*This post is sponsored by Brookdale Senior Living. The information and opinions presented here are all mines.
It’s only natural to want our parents to live a long and healthy life. But even if we’re lucky enough to have them with us for many years to come, you may notice that their mobility is starting to fade, and they’re not able to keep up with the house like they used to.
There also may come a time when you realize they need more care than you’re able to give. That’s why having a discussion about a long-term care solution like Assisted Living, sooner rather than later, can be an important way to help relieve stress for you and your parent down the road.
Unfortunately, likely, older parents won’t plan for this kind of care independently. A 2014 survey found that 43% of adults, ages 40-70, believed there was no more than a one-in-five chance of needing long-term services and support (LTSS) at some point (Wiener et al., 2015). But the reality is quite different. According to the Department of Health and Human Services, it’s estimated that 69% of those over the age of 65 will need some type of long-term care service. (1) The AARP reports that more than 70 million Americans over the age of 50 have at least one chronic medical condition. All this means is that Assisted Living is something many of us will most definitely have to plan for and discuss.
What is Assisted Living?
Often when we hear the term Assisted Living, it can conjure up thoughts of our loved one stuck in a dark room alone or stuck watching TV all day with nothing else to do. But today’s Assisted Living Communities have evolved way beyond the institutionalized setting of the “old folk’s homes” of the 1960s and 1970s that have fostered these stereotypes.

__WHAT TO WORK ON__:
(a) Repeat the passage of the Assisted Living post from "Unfortunately, likely, older" to "for and discuss." word for word.
(b) List every organization named in the Assisted Living post.
(c) Continue the post about Assisted Living after its last sentence.

__GIVEN INFORMATION__:

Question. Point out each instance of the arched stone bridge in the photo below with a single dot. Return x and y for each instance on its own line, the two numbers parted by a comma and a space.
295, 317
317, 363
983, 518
==
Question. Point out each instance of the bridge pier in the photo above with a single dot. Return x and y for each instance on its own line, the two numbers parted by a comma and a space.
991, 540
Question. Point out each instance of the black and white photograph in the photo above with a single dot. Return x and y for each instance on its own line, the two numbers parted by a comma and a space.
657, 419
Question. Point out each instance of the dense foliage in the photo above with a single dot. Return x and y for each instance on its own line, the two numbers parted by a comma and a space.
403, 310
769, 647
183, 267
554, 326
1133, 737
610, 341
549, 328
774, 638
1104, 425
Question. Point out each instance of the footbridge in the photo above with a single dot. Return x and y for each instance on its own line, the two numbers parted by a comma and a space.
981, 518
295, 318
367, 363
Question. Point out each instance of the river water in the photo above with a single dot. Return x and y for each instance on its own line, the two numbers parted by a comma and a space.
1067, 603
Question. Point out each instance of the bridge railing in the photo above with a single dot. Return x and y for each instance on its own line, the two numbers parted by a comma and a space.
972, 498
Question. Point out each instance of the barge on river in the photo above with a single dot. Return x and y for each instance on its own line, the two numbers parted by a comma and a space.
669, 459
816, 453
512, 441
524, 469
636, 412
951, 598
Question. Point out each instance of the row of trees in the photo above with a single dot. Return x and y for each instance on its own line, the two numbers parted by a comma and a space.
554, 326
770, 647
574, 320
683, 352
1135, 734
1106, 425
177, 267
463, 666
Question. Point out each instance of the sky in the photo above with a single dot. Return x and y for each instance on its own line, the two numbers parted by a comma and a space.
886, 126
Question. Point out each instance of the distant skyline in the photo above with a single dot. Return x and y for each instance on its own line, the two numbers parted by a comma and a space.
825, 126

__ANSWERS TO THE EXERCISE__:
(a)
Unfortunately, likely, older parents won’t plan for this kind of care independently. A 2014 survey found that 43% of adults, ages 40-70, believed there was no more than a one-in-five chance of needing long-term services and support (LTSS) at some point (Wiener et al., 2015). But the reality is quite different. According to the Department of Health and Human Services, it’s estimated that 69% of those over the age of 65 will need some type of long-term care service. (1) The AARP reports that more than 70 million Americans over the age of 50 have at least one chronic medical condition. All this means is that Assisted Living is something many of us will most definitely have to plan for and discuss.

(b) Brookdale Senior Living, the Department of Health and Human Services, the AARP

(c)
According to the American Health Care Association:
“The goal of Assisted Living is to maximize and maintain resident independence for as long as possible. Assisted Living offers residents a unique mix of companionship, freedom, privacy, and security in a home-like setting. “
Assisted Living Communities are ideal for seniors who may not need 24-hour intensive care and skilled nursing like a nursing home can provide but could use extra help with day-to-day activities like grooming, bathing, eating, dressing, and managing medications. They also help with mobility and escort assistance, cognitive and ongoing health support. But more than that, Assisted Living facilities can offer a better quality of life and provide a variety of daily activities and amenities like game rooms, gardens, fitness centers, classes, and even on-site hair salons.
Right now, approximately one in three Americans is willing to have discussions about long-term care planning for both their parents and for themselves. But most families are unprepared for what experts say is one of the most significant decisions seniors, and their adult children will make in their lives.